> **TASK TO CARRY OUT**: Copy out every line of the data exactly.
** begin SOURCE RECORDS **
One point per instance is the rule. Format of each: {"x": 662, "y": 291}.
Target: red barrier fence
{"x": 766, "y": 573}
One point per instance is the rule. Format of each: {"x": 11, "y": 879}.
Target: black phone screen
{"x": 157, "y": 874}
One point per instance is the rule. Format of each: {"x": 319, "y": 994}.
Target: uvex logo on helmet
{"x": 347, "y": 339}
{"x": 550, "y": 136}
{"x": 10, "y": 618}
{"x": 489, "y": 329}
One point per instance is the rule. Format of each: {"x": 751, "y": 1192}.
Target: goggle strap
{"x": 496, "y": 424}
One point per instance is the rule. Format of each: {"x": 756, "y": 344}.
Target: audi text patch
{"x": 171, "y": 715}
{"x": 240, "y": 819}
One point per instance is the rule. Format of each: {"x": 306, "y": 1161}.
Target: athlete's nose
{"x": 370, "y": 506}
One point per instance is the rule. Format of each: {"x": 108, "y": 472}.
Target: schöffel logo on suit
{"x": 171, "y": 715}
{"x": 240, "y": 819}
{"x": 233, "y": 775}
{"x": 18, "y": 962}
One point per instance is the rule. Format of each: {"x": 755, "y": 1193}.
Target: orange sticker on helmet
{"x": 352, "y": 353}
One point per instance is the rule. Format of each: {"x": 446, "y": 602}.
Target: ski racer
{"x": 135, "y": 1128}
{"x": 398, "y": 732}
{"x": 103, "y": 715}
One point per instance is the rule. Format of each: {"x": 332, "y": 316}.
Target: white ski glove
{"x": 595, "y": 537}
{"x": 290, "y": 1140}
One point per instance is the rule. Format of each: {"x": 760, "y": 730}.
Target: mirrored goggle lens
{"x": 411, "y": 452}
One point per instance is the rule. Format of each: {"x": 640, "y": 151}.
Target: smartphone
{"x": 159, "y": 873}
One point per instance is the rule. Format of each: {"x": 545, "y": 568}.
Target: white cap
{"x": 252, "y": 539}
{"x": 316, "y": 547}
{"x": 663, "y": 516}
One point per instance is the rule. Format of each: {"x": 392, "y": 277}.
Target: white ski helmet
** end SOURCE RECORDS **
> **RESULT**:
One point per instance is the rule. Format of each: {"x": 662, "y": 291}.
Target: red barrier fence
{"x": 766, "y": 573}
One point per instance is the rule. Format of each: {"x": 11, "y": 879}.
Target: black phone screen
{"x": 157, "y": 874}
One point per instance is the rule. Format of each: {"x": 319, "y": 994}.
Target: uvex logo on helmet
{"x": 347, "y": 339}
{"x": 550, "y": 136}
{"x": 10, "y": 618}
{"x": 489, "y": 329}
One point per instance is the rule. Format of each: {"x": 751, "y": 1192}.
Target: goggle strap
{"x": 496, "y": 424}
One point per instance is the rule. Format of each: {"x": 756, "y": 344}.
Target: audi text patch
{"x": 171, "y": 715}
{"x": 240, "y": 819}
One point per instance is the rule. Format of each: {"x": 306, "y": 1161}.
Target: athlete's nose
{"x": 370, "y": 506}
One point per instance is the rule. Format of each: {"x": 108, "y": 472}.
Target: schöffel logo on suit
{"x": 171, "y": 715}
{"x": 240, "y": 819}
{"x": 233, "y": 775}
{"x": 18, "y": 962}
One point per instance is the rule. Format of each: {"x": 755, "y": 1193}.
Target: orange sticker on helmet
{"x": 352, "y": 353}
One point per instance is the rule. Format of each: {"x": 446, "y": 602}.
Target: ski racer
{"x": 135, "y": 1128}
{"x": 398, "y": 732}
{"x": 103, "y": 715}
One point per instance is the rule. Format of each: {"x": 332, "y": 316}.
Target: white ski glove
{"x": 595, "y": 537}
{"x": 290, "y": 1140}
One point per instance is the rule. Format of each: {"x": 760, "y": 730}.
Target: mirrored goggle lens
{"x": 411, "y": 452}
One point per instance is the rule. Format of each: {"x": 640, "y": 151}.
Target: smartphone
{"x": 159, "y": 873}
One point per instance is the rule. Format of each: {"x": 545, "y": 568}.
Target: white cap
{"x": 252, "y": 539}
{"x": 316, "y": 547}
{"x": 663, "y": 516}
One point per instance is the rule. Format of each: {"x": 392, "y": 277}.
Target: white ski helmet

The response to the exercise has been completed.